Copy out only the lines from the one that contains "Practice step: locate the concrete" through the last line below, requests included. Multiply every coordinate in the answers by 2.55 and round each result to a whole number, rounding halves up.

Begin Dataset

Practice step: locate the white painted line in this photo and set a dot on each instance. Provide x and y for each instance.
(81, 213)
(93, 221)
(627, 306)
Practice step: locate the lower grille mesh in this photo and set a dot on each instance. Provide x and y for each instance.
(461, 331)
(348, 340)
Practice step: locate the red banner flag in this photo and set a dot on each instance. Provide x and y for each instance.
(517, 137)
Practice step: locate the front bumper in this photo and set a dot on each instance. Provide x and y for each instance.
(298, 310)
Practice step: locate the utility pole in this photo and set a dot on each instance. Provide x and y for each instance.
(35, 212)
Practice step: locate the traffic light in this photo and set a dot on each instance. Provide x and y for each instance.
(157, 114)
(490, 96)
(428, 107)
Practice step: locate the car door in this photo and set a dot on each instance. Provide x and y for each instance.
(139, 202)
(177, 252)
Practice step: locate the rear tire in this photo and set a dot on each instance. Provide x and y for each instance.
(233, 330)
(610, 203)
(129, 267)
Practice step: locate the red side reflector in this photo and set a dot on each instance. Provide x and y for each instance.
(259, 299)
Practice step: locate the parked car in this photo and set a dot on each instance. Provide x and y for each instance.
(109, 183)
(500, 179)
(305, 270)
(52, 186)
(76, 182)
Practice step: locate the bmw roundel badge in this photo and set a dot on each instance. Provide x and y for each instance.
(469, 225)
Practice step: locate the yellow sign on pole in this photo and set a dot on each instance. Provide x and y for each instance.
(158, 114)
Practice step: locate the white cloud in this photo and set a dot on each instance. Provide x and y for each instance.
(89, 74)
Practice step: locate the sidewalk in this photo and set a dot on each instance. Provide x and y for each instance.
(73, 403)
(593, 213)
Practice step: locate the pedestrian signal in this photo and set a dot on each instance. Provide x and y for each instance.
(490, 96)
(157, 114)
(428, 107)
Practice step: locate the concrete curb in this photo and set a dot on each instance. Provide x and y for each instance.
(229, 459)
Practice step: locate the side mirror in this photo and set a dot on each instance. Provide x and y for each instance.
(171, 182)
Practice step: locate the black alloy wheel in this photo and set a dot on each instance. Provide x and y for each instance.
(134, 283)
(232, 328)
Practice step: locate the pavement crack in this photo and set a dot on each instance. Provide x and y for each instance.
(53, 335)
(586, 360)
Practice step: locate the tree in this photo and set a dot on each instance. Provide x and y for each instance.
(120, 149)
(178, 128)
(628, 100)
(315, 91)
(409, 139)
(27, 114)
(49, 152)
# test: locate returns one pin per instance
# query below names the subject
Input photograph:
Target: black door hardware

End Dataset

## Exercise output
Practice step: locate the concrete curb in this photo and set a dot on each instance. Provide x and y for each instance.
(584, 1170)
Practice step: locate the side mirror in this photo and set a dot on each instance. Provide x and y for each instance.
(436, 464)
Practice step: locate the black alloy wheel in this photo and set a dot on each instance. Provide x and y for each instance.
(342, 722)
(592, 836)
Practice step: locate the pavement crack in this photo and set a dot on each instance. Provide x and y for each instance.
(135, 854)
(1494, 918)
Practice step: locate the tree in this photo and set a dot on each instance. Provide x and y for each instance.
(306, 380)
(454, 326)
(1601, 255)
(803, 232)
(1043, 354)
(69, 291)
(125, 388)
# test: locate returns one pin per instance
# query below names the subject
Input photograph:
Target: black door hardware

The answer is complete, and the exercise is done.